Write out all of the lines below, exactly and completely.
'''
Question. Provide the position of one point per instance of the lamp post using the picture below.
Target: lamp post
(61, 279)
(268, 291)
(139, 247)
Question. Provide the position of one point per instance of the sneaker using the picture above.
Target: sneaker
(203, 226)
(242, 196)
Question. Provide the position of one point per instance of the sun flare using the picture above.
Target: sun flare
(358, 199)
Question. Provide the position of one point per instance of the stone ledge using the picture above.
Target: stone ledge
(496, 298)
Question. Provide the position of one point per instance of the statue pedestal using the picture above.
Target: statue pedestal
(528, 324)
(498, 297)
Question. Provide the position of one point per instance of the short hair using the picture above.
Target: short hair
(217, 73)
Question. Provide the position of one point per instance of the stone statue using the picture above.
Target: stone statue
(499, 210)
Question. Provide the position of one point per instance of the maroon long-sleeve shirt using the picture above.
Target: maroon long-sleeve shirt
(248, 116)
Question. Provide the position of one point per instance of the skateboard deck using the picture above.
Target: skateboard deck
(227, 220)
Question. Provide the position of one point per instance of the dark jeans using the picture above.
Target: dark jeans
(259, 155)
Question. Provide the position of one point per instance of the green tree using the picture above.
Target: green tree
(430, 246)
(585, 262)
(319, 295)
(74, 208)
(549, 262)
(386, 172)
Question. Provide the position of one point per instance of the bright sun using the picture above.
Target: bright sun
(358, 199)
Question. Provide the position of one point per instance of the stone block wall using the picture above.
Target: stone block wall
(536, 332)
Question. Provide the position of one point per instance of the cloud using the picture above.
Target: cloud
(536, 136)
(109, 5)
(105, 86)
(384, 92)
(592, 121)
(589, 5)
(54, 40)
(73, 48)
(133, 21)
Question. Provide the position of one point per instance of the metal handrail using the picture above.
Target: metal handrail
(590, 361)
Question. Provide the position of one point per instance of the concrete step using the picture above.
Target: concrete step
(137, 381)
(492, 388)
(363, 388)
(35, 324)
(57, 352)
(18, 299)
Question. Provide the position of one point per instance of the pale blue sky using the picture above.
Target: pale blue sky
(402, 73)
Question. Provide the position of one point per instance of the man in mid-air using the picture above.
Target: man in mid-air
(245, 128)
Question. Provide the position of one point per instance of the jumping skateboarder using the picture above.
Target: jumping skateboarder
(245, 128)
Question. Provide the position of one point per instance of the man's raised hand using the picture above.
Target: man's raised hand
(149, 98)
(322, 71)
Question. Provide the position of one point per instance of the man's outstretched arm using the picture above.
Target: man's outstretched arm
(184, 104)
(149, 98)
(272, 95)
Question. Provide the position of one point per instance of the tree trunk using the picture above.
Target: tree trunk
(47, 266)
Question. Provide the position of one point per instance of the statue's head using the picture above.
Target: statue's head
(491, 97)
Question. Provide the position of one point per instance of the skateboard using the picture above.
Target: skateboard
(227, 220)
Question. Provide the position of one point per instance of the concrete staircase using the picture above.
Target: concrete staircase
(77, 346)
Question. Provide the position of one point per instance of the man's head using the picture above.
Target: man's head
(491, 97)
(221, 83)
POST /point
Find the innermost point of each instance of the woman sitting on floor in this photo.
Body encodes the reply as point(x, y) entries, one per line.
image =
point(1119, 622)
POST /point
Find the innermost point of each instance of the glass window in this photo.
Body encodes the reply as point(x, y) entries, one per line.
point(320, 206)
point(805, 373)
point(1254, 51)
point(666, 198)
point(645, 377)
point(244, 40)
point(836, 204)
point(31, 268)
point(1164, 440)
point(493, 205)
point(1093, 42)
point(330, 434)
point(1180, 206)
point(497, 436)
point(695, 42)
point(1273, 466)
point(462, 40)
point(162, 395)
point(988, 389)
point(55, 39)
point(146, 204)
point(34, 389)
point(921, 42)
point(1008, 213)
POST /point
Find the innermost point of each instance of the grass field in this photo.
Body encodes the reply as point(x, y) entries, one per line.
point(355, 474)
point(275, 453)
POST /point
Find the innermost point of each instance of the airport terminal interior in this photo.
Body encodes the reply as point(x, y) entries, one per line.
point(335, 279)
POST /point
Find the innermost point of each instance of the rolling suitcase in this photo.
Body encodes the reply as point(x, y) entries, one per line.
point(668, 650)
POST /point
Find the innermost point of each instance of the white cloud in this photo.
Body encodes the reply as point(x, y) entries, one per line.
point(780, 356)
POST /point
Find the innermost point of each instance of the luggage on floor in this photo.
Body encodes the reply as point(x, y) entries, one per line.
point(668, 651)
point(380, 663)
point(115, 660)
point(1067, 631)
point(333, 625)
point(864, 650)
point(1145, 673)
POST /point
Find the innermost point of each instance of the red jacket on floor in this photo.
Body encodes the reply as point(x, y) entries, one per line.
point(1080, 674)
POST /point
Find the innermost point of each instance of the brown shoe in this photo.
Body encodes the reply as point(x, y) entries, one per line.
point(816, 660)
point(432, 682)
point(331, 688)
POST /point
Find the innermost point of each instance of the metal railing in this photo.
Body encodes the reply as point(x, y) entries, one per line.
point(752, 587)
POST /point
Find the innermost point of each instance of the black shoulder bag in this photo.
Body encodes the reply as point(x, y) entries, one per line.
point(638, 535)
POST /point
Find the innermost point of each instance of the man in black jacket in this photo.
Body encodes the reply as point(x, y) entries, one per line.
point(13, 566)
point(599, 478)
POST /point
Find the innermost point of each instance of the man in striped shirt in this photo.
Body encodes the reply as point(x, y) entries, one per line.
'''
Expected output
Question. Provide the position of one point per instance of the lamp post using the picture below.
Target: lamp post
(61, 279)
(268, 291)
(139, 247)
Question. Provide the position of one point per instance of the sneaker using the picture above.
Target: sneaker
(203, 226)
(242, 196)
Question. Provide the position of one point per instance of the sun flare using the picture above.
Target: sun flare
(358, 199)
Question. Provide the position of one point per instance of the stone ledge using the picture above.
Target: stone ledge
(496, 298)
Question. Provide the position of one point per instance of the statue pedestal using the picture above.
Target: statue pedestal
(528, 324)
(498, 297)
Question. Provide the position of one point per instance of the short hair using the picture above.
Target: short hair
(217, 73)
Question. Provide the position of one point per instance of the stone statue using the picture above.
Target: stone statue
(499, 210)
Question. Provide the position of one point per instance of the maroon long-sleeve shirt using the picture above.
Target: maroon long-sleeve shirt
(248, 116)
Question. Provide the position of one point per instance of the skateboard deck using the picture above.
Target: skateboard deck
(227, 220)
Question. Provide the position of one point per instance of the dark jeans using the picture above.
Target: dark jeans
(259, 155)
Question. Provide the position of one point per instance of the green tree using the picture above.
Target: green tree
(430, 246)
(585, 262)
(319, 295)
(74, 208)
(549, 262)
(386, 172)
Question. Provide the position of one point per instance of the bright sun using the picture above.
Target: bright sun
(358, 199)
Question. Provide the position of one point per instance of the stone block wall using the picture above.
Target: stone block wall
(536, 332)
Question. Provide the position of one point per instance of the cloud using the picture above.
Target: cloud
(536, 136)
(109, 5)
(105, 86)
(384, 92)
(592, 121)
(589, 5)
(54, 40)
(73, 48)
(133, 21)
Question. Provide the position of one point per instance of the metal handrail using the picture above.
Target: metal handrail
(590, 361)
Question. Provide the position of one point per instance of the concrete step using the picture above.
Target: concrete step
(137, 381)
(492, 388)
(363, 388)
(35, 324)
(57, 352)
(18, 299)
Question. Provide the position of one point per instance of the pale blue sky using the picture above.
Target: pale blue sky
(402, 73)
Question. Provide the position of one point per instance of the man in mid-air using the picture above.
Target: man in mid-air
(245, 128)
Question. Provide the position of one point per instance of the jumping skateboarder using the picture above.
Target: jumping skateboarder
(245, 128)
Question. Provide the position of one point per instance of the man's raised hand using the picture above.
Target: man's raised hand
(149, 98)
(322, 71)
Question. Provide the position of one point per instance of the man's outstretched arm using the picture above.
Target: man's outstretched arm
(184, 104)
(149, 98)
(272, 95)
Question. Provide the position of one point per instance of the tree trunk using the picture above.
Target: tree trunk
(47, 266)
Question. Provide the position of one point per instance of the statue's head using the picture above.
Target: statue's head
(491, 97)
Question. Provide the position of one point per instance of the skateboard using the picture above.
Target: skateboard
(227, 220)
Question. Provide the position of one point per instance of the concrete staircase using the picture above.
Target: concrete staircase
(77, 346)
Question. Provide the position of one point per instance of the man's head using the picture above.
Target: man's head
(491, 97)
(221, 83)
POST /point
Find the innermost point of each instance of the woman sitting on floor in this photo.
Body encodes the reply as point(x, y) entries, one per line.
image =
point(1119, 622)
POST /point
Find the innermost point of each instance of the glass window in this photo.
Body encodes the reply as point(x, y) entries, one per line.
point(320, 206)
point(805, 373)
point(1254, 51)
point(666, 198)
point(645, 377)
point(244, 40)
point(836, 204)
point(31, 268)
point(1164, 440)
point(493, 205)
point(1093, 42)
point(330, 434)
point(1180, 206)
point(497, 436)
point(695, 42)
point(1273, 466)
point(462, 40)
point(162, 395)
point(988, 389)
point(55, 39)
point(146, 204)
point(34, 389)
point(921, 42)
point(1008, 213)
POST /point
Find the innermost point of each instance of the grass field in this photo.
Body encodes the reply as point(x, y) entries, one per line.
point(355, 474)
point(275, 453)
POST /point
Find the innermost point of each instance of the airport terminal interior in this photo.
Body encodes the reply as point(x, y) entries, one per line.
point(335, 279)
POST /point
Find the innermost point of each instance of the rolling suitcase in this photo.
Body encodes the reply as point(x, y) entries, one per line.
point(668, 650)
POST /point
Find the innermost point of each instance of the white cloud in this photo.
Body encodes the reply as point(x, y) entries, one per line.
point(780, 356)
POST /point
Find the innermost point of each instance of the luggage on floor in this photo.
Body encodes the reply as point(x, y) entries, one per line.
point(668, 651)
point(380, 663)
point(115, 660)
point(1067, 631)
point(333, 625)
point(864, 650)
point(1145, 673)
POST /point
Find the innermost point of each instance of the red jacket on floor in this photo.
Body encodes the reply as point(x, y) entries, one per line.
point(1080, 674)
POST /point
Find the innermost point of each instance of the brown shoe in this photo.
Body encodes the reply as point(x, y) entries, one per line.
point(816, 660)
point(432, 682)
point(331, 688)
POST /point
Find the innermost point of each instance of the metal railing in this photo.
Body encodes the reply as point(x, y) entries, one per line.
point(752, 587)
POST /point
Find the innermost point of each instance of the black shoulder bag in this photo.
Body encodes the reply as point(x, y) entries, one per line.
point(638, 535)
POST /point
Find the innermost point of each instance of the man in black jacket in this photo.
Body encodes the reply as point(x, y) entries, one per line.
point(13, 566)
point(599, 478)
POST /point
Find the innermost point of each instance of the man in striped shirt in this photo.
Body encodes the reply as point(x, y) entries, one per line.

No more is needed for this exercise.